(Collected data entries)
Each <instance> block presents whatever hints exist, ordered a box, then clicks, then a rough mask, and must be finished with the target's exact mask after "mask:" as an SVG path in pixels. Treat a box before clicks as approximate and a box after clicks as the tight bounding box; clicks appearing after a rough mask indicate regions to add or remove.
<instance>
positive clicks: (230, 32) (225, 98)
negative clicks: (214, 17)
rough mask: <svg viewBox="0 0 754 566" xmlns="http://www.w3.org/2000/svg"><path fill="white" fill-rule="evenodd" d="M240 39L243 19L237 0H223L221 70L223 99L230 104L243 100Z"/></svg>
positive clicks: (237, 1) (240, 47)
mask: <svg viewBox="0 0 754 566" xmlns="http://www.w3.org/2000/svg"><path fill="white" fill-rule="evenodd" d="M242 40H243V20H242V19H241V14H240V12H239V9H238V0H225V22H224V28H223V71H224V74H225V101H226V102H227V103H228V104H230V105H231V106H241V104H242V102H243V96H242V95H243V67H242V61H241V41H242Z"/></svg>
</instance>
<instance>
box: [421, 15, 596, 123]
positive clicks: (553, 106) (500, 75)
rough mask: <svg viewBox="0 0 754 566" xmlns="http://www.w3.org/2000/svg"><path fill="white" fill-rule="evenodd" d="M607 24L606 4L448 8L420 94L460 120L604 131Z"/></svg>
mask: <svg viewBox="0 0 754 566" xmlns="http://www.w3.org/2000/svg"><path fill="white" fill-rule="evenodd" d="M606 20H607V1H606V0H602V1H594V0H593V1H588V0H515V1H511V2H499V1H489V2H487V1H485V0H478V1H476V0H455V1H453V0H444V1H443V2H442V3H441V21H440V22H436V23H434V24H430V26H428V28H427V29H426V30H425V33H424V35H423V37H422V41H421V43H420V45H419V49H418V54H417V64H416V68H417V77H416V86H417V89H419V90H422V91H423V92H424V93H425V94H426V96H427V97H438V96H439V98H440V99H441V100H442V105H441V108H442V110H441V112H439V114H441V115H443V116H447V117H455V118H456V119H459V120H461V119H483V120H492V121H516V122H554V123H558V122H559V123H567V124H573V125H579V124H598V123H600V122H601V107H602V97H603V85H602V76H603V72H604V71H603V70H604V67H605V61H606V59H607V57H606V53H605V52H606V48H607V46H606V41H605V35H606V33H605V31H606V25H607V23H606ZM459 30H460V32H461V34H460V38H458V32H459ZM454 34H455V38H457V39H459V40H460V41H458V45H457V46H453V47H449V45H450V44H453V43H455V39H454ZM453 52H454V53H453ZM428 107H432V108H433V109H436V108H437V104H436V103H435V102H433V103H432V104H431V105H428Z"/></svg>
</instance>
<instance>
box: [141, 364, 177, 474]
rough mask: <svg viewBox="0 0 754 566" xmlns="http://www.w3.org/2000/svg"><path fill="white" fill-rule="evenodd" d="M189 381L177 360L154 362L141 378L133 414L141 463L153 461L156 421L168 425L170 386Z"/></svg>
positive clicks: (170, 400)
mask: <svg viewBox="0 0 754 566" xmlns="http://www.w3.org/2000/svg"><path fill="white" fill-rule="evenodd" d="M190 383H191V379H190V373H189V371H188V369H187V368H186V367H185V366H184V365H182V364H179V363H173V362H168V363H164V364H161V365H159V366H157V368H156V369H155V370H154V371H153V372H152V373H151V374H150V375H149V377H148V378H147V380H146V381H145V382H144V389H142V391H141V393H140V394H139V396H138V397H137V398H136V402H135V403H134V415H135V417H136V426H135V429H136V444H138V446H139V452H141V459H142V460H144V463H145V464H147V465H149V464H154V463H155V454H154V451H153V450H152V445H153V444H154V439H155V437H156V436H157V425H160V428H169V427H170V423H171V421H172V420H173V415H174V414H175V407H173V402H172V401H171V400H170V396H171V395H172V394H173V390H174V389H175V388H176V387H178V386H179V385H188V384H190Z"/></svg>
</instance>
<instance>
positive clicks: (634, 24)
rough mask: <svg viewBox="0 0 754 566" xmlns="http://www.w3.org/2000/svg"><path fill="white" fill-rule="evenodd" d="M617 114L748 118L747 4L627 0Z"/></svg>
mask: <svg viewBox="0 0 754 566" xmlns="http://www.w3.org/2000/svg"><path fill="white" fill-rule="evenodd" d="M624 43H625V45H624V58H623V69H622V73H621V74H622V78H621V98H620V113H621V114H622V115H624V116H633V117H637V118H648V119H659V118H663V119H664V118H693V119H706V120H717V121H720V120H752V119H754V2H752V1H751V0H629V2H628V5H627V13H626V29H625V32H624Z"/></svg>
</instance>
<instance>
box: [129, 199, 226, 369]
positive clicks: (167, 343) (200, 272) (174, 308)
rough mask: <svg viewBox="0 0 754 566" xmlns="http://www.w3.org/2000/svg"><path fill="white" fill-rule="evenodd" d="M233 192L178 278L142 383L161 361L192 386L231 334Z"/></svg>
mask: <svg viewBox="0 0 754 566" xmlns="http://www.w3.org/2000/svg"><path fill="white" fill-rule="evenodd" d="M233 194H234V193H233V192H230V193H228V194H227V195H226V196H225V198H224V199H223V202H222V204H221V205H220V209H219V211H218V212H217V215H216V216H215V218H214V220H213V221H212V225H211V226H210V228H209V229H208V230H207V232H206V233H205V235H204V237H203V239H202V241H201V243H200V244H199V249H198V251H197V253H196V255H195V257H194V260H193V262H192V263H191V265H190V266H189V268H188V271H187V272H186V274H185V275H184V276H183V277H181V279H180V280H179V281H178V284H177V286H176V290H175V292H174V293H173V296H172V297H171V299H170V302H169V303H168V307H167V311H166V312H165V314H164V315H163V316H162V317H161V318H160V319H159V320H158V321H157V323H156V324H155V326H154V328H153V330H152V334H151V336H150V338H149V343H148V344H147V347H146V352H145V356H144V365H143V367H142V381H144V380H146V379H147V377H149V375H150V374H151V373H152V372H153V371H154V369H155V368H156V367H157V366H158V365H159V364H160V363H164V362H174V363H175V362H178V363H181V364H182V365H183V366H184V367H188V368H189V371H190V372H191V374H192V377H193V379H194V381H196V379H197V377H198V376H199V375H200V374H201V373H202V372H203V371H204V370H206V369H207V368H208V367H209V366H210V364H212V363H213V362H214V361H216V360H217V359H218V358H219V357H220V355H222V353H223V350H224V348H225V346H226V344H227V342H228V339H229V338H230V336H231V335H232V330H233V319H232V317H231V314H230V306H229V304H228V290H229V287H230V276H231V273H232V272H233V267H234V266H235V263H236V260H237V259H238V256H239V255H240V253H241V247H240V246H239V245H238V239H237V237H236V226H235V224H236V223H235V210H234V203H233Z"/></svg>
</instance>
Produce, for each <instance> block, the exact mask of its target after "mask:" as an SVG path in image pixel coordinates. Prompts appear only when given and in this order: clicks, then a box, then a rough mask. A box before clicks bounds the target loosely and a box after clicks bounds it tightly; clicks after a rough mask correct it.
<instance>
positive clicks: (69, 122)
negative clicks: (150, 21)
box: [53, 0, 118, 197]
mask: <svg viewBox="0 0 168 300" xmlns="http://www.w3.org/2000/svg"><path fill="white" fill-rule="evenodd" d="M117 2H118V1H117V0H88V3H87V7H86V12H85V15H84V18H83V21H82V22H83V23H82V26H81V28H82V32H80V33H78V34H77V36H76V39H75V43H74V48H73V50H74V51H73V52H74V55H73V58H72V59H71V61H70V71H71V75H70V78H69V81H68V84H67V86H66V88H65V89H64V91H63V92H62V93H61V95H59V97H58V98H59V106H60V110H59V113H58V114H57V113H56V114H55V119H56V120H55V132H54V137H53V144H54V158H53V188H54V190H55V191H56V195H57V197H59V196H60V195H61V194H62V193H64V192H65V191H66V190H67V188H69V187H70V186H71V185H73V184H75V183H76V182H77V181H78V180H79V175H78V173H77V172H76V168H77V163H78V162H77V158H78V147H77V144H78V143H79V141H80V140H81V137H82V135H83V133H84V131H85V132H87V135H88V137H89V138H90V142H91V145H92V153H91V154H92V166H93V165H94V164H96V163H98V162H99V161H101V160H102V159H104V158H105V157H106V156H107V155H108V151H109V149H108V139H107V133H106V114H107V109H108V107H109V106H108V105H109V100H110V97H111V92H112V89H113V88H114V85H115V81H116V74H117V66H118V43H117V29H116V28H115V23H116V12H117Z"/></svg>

YOUR ASSIGNMENT
Scan each line above for the string "before". Give the tally and nothing else.

ANSWER SECTION
2